## SHORT PROBLEM
Find each line in the entries below that contains the string "strawberry" and copy those lines in full, treating uppercase and lowercase letters as different.
### THE INPUT ###
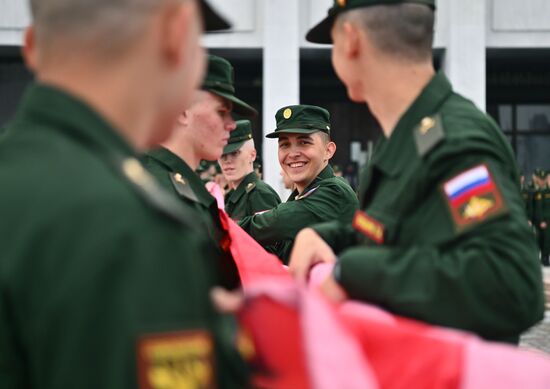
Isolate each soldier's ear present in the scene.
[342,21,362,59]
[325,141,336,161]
###
### THE INPUT ###
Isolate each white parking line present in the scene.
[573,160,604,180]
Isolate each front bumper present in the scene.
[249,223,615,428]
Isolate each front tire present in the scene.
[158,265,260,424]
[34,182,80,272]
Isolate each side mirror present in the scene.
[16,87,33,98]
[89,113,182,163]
###
### THE INPUT ###
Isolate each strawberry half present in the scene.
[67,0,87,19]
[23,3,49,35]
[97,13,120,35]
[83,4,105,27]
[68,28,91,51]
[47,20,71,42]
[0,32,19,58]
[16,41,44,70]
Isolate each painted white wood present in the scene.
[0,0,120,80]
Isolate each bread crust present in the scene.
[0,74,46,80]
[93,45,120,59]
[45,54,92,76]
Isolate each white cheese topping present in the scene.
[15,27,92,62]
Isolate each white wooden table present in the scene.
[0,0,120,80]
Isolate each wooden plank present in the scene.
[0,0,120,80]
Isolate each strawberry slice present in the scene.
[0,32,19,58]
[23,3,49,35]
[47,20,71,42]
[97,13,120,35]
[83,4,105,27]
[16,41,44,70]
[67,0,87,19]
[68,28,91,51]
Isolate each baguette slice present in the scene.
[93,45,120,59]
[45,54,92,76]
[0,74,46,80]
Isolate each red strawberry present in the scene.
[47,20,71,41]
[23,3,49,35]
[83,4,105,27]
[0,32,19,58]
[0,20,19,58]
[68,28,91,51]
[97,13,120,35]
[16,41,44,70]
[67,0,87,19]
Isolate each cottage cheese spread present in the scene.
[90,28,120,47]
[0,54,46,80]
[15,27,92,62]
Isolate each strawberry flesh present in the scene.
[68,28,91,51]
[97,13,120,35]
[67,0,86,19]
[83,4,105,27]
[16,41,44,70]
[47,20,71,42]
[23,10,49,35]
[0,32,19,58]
###
## TASK ANSWER
Isolate each strawberry half present in the scene.
Isolate each strawberry slice present in the scene.
Isolate each red strawberry present in the scene.
Isolate each strawberry flesh present in the scene.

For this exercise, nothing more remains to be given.